# Task directions
Send back the listing, word for word.

# Supplied material
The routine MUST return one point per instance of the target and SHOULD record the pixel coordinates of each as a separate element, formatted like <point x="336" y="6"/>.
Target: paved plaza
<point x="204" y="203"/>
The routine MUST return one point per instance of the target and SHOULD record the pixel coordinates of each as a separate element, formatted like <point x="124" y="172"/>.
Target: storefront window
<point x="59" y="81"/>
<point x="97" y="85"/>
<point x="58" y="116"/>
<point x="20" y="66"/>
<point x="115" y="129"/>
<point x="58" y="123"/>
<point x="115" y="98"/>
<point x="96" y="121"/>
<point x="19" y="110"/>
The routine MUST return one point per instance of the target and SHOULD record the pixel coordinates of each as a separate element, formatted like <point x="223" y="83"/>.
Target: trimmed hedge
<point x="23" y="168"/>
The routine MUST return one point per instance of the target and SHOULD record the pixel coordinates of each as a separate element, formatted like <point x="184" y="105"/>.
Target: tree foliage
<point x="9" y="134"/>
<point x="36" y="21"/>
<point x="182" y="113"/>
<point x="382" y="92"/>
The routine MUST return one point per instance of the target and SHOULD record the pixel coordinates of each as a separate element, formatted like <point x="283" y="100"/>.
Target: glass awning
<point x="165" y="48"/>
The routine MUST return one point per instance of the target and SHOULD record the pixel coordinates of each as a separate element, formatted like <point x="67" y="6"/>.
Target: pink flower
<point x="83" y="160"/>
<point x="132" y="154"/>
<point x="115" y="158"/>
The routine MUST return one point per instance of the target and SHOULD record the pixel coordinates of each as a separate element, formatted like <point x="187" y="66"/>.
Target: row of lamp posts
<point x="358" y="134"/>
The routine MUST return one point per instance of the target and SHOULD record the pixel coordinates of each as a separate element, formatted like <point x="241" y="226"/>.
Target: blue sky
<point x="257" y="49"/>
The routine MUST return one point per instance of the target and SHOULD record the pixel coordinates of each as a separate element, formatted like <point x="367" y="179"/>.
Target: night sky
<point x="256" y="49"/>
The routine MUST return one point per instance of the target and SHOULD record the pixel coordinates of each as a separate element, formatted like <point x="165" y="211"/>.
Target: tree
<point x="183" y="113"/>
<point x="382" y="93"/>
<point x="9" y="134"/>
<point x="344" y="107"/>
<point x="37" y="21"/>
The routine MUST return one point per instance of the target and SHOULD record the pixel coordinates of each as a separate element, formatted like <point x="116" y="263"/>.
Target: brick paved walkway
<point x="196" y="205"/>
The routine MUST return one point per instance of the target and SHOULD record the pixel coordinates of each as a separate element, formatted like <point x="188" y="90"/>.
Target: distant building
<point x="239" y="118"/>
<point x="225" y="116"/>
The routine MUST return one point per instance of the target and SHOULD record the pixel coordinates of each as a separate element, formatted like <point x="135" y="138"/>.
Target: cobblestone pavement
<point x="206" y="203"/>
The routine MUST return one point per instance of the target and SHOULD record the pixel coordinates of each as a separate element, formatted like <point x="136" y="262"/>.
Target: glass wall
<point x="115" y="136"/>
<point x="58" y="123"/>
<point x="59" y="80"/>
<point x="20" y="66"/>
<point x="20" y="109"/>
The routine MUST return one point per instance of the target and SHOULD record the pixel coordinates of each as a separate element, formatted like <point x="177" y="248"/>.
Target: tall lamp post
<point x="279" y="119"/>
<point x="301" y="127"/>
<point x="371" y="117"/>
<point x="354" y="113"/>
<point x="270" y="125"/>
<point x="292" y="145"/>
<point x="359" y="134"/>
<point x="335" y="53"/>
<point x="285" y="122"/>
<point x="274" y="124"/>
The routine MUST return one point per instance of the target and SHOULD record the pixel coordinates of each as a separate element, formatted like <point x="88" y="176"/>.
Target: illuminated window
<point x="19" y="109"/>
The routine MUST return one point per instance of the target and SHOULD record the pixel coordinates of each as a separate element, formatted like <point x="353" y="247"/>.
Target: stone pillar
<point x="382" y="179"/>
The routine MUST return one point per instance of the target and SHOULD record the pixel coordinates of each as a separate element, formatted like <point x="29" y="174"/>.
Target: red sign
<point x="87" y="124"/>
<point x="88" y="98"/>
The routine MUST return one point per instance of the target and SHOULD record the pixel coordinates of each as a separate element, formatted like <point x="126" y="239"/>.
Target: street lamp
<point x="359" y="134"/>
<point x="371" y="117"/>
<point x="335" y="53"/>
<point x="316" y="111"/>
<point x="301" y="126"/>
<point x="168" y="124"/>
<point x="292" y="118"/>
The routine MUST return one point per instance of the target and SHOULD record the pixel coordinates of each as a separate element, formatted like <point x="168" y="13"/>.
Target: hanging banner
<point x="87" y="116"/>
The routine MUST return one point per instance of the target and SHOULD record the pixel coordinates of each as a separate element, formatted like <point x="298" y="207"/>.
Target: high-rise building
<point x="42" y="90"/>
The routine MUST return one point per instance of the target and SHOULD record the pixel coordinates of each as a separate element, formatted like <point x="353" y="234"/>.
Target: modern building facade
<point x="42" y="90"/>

# Task output
The routine MUST return one point per instance of the target and SHOULD record the pixel coordinates of each as a separate element, formatted like <point x="336" y="6"/>.
Target: paved plaza
<point x="204" y="203"/>
The routine MUST return one point per instance of the target and SHOULD record the pixel coordinates of each as a separate element, formatted like <point x="124" y="172"/>.
Target: storefront window
<point x="59" y="81"/>
<point x="97" y="85"/>
<point x="58" y="116"/>
<point x="20" y="66"/>
<point x="115" y="129"/>
<point x="58" y="123"/>
<point x="115" y="98"/>
<point x="96" y="121"/>
<point x="19" y="110"/>
The routine MUST return one point per instance of the target and SHOULD record the pixel coordinates of each as a separate element, formatted like <point x="223" y="83"/>.
Target: trimmed hedge
<point x="23" y="168"/>
The routine MUST return one point per instance of the target and SHOULD record the pixel coordinates of each as a separate element, formatted like <point x="184" y="105"/>.
Target: tree foliage
<point x="9" y="134"/>
<point x="36" y="21"/>
<point x="182" y="113"/>
<point x="382" y="92"/>
The routine MUST return one point per instance of the target and SHOULD record the pixel coordinates of each as a separate element, formatted like <point x="283" y="100"/>.
Target: glass awning
<point x="165" y="48"/>
The routine MUST return one point per instance of the target and SHOULD record the pixel coordinates of each as a separate element, formatted like <point x="67" y="6"/>.
Target: pink flower
<point x="83" y="160"/>
<point x="132" y="154"/>
<point x="115" y="158"/>
The routine MUST return one point per instance of the target and SHOULD record the pixel coordinates of each as a separate element, formatted like <point x="187" y="66"/>.
Target: row of lamp posts
<point x="358" y="134"/>
The routine MUST return one point per instance of the target and SHOULD record the pixel coordinates of each as a separate element, formatted like <point x="241" y="226"/>.
Target: blue sky
<point x="257" y="49"/>
The routine MUST return one point per instance of the target and SHOULD record the pixel coordinates of each as a separate element, formatted like <point x="367" y="179"/>.
Target: night sky
<point x="256" y="49"/>
The routine MUST return one point per instance of the target and SHOULD record the pixel coordinates of each as a separate element, formatted like <point x="165" y="211"/>.
Target: tree
<point x="183" y="113"/>
<point x="382" y="93"/>
<point x="9" y="134"/>
<point x="344" y="107"/>
<point x="37" y="21"/>
The routine MUST return one point per instance of the target and SHOULD record the pixel coordinates of each as a separate element, formatted like <point x="116" y="263"/>.
Target: brick paved walkway
<point x="196" y="205"/>
The routine MUST return one point per instance of the target and SHOULD record the pixel coordinates of each as a separate element, formatted like <point x="188" y="90"/>.
Target: distant building
<point x="239" y="118"/>
<point x="225" y="116"/>
The routine MUST return one point per instance of the target and SHOULD record the pixel coordinates of each as a separate element, formatted like <point x="135" y="138"/>.
Target: cobblestone pavement
<point x="206" y="203"/>
The routine MUST return one point per instance of the target and SHOULD record the pixel coordinates of each as a separate element, formatted like <point x="136" y="262"/>.
Target: glass wall
<point x="115" y="136"/>
<point x="58" y="123"/>
<point x="59" y="80"/>
<point x="20" y="66"/>
<point x="20" y="109"/>
The routine MUST return one point per instance of the target and SHOULD record the pixel coordinates of each as a separate element, formatted like <point x="177" y="248"/>.
Target: tall lamp post
<point x="279" y="119"/>
<point x="301" y="127"/>
<point x="371" y="117"/>
<point x="354" y="113"/>
<point x="270" y="125"/>
<point x="292" y="145"/>
<point x="359" y="134"/>
<point x="335" y="53"/>
<point x="285" y="122"/>
<point x="274" y="124"/>
The routine MUST return one point per instance of the target and SHOULD record the pixel coordinates of each as a separate element, formatted like <point x="88" y="176"/>.
Target: illuminated window
<point x="19" y="109"/>
The routine MUST return one point per instance of the target and SHOULD record the pixel coordinates of each as a separate element, formatted like <point x="353" y="247"/>.
Target: stone pillar
<point x="382" y="179"/>
The routine MUST return one point per instance of the target and SHOULD record the pixel coordinates of each as a separate element, formatted like <point x="29" y="174"/>.
Target: red sign
<point x="87" y="124"/>
<point x="88" y="98"/>
The routine MUST return one point per instance of the target and SHOULD record the pixel coordinates of each as a separate element, formatted like <point x="126" y="239"/>.
Target: street lamp
<point x="359" y="134"/>
<point x="371" y="117"/>
<point x="335" y="53"/>
<point x="316" y="111"/>
<point x="301" y="126"/>
<point x="168" y="124"/>
<point x="292" y="118"/>
The routine MUST return one point per instance of the target and SHOULD record the pixel coordinates of each as a separate element, formatted like <point x="168" y="13"/>.
Target: hanging banner
<point x="87" y="116"/>
The routine MUST return one point per instance of the target and SHOULD record the pixel coordinates of each as a separate element, formatted like <point x="298" y="207"/>.
Target: high-rise building
<point x="42" y="90"/>
The routine MUST return one point per instance of the target and SHOULD record the pixel coordinates of each as a separate element, formatted like <point x="353" y="234"/>.
Target: modern building facade
<point x="42" y="90"/>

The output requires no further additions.